Text under study –
◇ ◇ ◇

The treatment experience with CAR-T was “day and night” compared with her previous treatment experience, which had included chemotherapy, full body radiation and an allogenic stem cell transplant.

Her sister, Megan, had been her transplant donor. She flew in from Florida to be with Lauren during the transplant process.

“She’s strong, she’s optimistic, and she’s a fighter,” Megan said of her sister.

The treatment and transplant initially put the cancer into remission, but Lauren said it was a “long healing journey.”

“If CAR-T had been available to me three years ago to get into remission, a thousand times I would have done that,” she said. “If this can help someone else, it’s totally worth it.”

CAR-T treatment put her into remission from leukemia for the second time, and she was able to return to school.

Gift is grateful to Foster and the rest of her care team, whom she said were tremendous.

While at the UNC Medical Center, Gift also developed a relationship with Lauren Lux, LCSW, director of UNC Lineberger’s adolescent and young adult cancer program. She felt Lux and the rest of the team cared for her as a whole patient.

Lux works with teenagers and young adults ages 13 to 40 to provide emotional and psychological support, and programs for teens and young adults in the cancer hospital.

“What I liked about UNC was that they really consider your mental health, and really wanted to make sure I was OK … . They wanted to make sure I wasn’t feeling isolated or losing my mind sitting in a hospital room,” Gift said.

◇ ◇ ◇

Information supplied –
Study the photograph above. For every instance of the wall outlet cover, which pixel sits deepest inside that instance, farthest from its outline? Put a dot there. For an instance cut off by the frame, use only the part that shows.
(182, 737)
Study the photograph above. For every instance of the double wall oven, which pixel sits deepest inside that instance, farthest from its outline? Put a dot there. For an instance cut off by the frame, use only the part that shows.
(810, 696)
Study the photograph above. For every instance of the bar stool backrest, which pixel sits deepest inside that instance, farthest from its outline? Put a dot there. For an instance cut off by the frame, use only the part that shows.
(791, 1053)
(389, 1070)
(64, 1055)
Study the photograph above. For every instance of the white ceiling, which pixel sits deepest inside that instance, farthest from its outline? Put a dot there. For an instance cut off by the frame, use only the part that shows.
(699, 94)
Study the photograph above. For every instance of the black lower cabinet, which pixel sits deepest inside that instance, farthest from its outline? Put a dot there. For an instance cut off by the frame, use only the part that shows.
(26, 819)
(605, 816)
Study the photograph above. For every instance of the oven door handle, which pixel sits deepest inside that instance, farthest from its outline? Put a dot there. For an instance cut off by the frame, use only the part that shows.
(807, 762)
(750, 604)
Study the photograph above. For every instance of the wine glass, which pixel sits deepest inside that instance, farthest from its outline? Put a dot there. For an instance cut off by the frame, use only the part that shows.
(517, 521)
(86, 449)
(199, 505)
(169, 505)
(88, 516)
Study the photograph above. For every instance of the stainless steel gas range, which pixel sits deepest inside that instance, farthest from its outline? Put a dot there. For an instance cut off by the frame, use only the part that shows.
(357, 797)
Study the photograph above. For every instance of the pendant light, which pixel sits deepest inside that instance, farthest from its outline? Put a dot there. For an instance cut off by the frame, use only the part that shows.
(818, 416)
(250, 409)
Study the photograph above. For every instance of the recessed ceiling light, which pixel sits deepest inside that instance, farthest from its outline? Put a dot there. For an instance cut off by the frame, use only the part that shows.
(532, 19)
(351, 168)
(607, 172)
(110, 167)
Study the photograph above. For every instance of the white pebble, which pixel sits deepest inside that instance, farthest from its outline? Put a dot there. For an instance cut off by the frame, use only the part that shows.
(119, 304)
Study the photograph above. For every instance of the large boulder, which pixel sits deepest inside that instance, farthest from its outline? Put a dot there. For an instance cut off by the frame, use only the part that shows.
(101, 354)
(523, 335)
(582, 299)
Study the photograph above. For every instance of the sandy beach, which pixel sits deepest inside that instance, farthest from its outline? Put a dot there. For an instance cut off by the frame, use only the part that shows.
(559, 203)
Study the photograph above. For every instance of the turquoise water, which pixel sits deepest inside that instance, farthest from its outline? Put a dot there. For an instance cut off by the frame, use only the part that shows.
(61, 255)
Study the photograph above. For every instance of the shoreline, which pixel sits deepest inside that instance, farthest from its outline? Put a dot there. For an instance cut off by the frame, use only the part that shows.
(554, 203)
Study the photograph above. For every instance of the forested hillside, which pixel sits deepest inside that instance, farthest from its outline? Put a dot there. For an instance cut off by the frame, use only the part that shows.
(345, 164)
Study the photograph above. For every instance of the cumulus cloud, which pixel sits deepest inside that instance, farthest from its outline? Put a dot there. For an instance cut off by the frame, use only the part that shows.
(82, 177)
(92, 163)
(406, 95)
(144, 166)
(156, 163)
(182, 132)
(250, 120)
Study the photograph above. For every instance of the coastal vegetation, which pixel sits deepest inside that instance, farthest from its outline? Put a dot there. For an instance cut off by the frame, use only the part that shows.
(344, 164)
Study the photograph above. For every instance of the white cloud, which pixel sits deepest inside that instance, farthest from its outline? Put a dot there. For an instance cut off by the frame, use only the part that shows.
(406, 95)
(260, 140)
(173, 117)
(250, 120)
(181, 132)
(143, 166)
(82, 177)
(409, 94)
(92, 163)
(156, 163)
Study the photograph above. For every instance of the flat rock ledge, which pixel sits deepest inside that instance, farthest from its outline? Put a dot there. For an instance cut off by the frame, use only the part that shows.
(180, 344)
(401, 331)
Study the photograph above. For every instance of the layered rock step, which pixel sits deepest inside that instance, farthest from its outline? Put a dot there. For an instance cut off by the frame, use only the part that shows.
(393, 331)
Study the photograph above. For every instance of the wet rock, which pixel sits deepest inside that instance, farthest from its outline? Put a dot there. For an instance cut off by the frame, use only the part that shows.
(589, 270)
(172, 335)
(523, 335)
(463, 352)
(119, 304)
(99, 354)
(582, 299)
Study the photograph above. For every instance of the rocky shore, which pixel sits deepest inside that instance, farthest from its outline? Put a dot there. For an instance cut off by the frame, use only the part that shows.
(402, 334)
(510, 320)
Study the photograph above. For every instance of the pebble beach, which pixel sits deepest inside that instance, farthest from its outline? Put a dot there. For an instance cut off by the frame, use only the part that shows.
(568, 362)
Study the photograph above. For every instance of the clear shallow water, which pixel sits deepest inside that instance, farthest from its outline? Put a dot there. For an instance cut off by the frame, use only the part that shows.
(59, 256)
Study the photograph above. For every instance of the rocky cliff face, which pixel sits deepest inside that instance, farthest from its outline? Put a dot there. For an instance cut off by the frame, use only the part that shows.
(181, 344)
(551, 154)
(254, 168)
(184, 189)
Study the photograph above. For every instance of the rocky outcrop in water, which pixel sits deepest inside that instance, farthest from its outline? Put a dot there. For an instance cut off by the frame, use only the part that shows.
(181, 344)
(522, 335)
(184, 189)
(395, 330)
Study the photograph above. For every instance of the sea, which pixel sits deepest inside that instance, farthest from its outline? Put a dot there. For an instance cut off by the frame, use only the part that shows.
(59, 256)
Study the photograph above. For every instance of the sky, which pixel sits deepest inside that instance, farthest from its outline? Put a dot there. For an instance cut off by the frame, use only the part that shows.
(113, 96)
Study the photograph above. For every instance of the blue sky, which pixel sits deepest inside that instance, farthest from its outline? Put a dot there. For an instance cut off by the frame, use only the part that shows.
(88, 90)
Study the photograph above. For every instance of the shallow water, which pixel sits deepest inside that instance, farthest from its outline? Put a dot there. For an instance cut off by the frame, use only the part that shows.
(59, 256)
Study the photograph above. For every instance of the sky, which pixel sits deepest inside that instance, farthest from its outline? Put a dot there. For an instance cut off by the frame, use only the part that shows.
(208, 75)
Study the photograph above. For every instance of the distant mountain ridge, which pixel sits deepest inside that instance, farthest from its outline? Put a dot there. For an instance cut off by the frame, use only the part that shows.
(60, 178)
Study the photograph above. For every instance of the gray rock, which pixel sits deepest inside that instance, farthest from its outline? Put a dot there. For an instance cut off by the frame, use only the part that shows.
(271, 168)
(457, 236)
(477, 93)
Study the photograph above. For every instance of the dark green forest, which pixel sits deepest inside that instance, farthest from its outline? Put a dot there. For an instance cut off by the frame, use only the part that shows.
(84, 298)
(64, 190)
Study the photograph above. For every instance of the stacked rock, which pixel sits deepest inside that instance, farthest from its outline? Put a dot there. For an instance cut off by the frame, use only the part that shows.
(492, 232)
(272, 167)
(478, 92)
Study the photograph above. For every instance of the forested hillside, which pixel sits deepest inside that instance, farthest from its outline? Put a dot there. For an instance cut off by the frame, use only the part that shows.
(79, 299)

◇ ◇ ◇

Using the information –
- A) In the CAR-T treatment story, what ages of patients does Lauren Lux work with?
- B) List every treatment the CAR-T treatment story names as part of Lauren's previous treatment experience.
- C) Continue the CAR-T treatment story from its last sentence.
You can set the data aside; none of it is used here.

Expected results –
- A) Teenagers and young adults ages 13 to 40.

- B) Chemotherapy, full body radiation, and an allogenic stem cell transplant.

- C)
She hopes to help others in a similar way. Test results in late December, 2019, showed there were signs her cancer had returned. She resumed additional treatment to prepare for a second transplant.

Foster said researchers are working to launch a second phase of the trial to evaluate the efficacy of the investigational treatment for patients in clearing the disease and keeping it away. In addition, UNC is participating in multi-institution studies to evaluate how best to incorporate CAR-T therapy into treatment, and to compare it to other treatment types.

“For this trial, we wanted to evaluate whether we can help make someone feel better in the case that they got severe toxicity from treatment. I hope we’re able to make someone feel better,” he said. “For CAR-T in ALL, there are ongoing studies to find out how best to incorporate CAR-T cells earlier into someone’s treatment, and to compare it versus other interventions.”